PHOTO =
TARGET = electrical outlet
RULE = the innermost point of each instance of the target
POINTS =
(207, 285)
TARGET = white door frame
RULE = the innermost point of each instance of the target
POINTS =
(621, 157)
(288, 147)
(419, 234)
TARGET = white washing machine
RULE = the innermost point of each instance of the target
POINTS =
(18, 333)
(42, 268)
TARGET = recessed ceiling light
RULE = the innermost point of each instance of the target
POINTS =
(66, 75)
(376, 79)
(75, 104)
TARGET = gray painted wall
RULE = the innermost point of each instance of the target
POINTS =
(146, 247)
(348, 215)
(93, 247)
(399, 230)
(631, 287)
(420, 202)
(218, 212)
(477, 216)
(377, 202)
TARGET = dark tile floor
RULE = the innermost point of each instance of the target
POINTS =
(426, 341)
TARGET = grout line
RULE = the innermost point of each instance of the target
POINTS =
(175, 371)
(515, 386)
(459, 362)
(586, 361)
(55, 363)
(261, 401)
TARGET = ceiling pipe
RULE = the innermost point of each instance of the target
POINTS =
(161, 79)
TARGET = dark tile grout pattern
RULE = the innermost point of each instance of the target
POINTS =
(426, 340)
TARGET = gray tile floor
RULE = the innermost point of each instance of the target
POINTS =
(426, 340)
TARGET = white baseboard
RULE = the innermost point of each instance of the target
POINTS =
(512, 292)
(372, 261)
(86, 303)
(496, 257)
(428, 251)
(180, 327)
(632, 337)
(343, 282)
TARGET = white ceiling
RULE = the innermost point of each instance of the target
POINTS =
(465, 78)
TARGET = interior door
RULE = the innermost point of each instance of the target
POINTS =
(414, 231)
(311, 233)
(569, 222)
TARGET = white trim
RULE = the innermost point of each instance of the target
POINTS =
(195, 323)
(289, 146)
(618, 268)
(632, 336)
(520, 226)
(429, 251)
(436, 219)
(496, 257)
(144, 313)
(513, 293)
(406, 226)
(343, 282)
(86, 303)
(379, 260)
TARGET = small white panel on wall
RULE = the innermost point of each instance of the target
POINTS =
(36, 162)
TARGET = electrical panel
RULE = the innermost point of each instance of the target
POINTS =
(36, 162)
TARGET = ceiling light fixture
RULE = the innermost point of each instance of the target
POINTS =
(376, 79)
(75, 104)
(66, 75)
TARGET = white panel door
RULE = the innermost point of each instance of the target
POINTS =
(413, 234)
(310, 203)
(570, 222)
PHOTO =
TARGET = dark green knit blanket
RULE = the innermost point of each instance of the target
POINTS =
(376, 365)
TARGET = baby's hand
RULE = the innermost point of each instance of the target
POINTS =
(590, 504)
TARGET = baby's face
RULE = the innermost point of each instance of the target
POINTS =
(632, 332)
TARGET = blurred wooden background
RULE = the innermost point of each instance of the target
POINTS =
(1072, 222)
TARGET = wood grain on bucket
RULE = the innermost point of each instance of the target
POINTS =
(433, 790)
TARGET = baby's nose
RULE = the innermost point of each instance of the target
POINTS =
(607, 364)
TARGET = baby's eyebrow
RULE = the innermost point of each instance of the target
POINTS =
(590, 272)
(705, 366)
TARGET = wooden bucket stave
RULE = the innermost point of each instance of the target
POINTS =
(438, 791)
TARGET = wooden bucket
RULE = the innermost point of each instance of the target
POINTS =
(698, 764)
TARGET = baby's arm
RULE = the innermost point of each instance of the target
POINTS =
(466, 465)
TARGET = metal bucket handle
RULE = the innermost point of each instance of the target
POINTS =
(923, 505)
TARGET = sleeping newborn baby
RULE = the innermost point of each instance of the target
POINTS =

---+---

Work to do: Quote the material above word for word, from the line that contains "TARGET = gray tile floor" through the line that contains "(1072, 222)", with both of those lines included.

Solution:
TARGET = gray tile floor
RULE = the innermost point of each instance of the target
POINTS =
(426, 340)
TARGET = white baseboard
RULE = the innermost point of each instance of the target
POINTS =
(512, 292)
(372, 261)
(86, 303)
(496, 257)
(428, 251)
(180, 327)
(632, 337)
(343, 282)
TARGET = white ceiling
RULE = the innermost point of each instance of the target
POINTS =
(465, 78)
TARGET = interior door
RULE = the innermost point of each instance of the target
POINTS =
(414, 231)
(311, 233)
(569, 222)
TARGET = white trim
RULE = the innermost point of each instance of the target
POINTS =
(195, 323)
(289, 146)
(618, 268)
(632, 336)
(520, 226)
(429, 251)
(436, 219)
(496, 257)
(144, 313)
(513, 293)
(406, 226)
(343, 282)
(86, 303)
(379, 260)
TARGET = small white panel on wall
RULE = the innermost point of each instance of the target
POINTS =
(36, 162)
TARGET = electrical panel
RULE = the innermost point of each instance of the target
POINTS =
(36, 162)
TARGET = ceiling light fixture
RULE = the innermost point of each instance of the target
POINTS =
(376, 79)
(75, 104)
(66, 75)
TARGET = white panel door
RULE = the innermost point of each instance of the target
POINTS =
(413, 234)
(310, 203)
(570, 222)
PHOTO =
TARGET = dark green knit blanket
RULE = the innermost point of each instance of the target
POINTS =
(376, 365)
TARGET = baby's hand
RULE = the innermost point of each instance of the target
POINTS =
(590, 504)
TARGET = baby's face
RULE = the innermost point of each instance of the target
POINTS =
(632, 332)
TARGET = blurred wooden background
RULE = the innermost point of each instance of the target
POINTS =
(1072, 222)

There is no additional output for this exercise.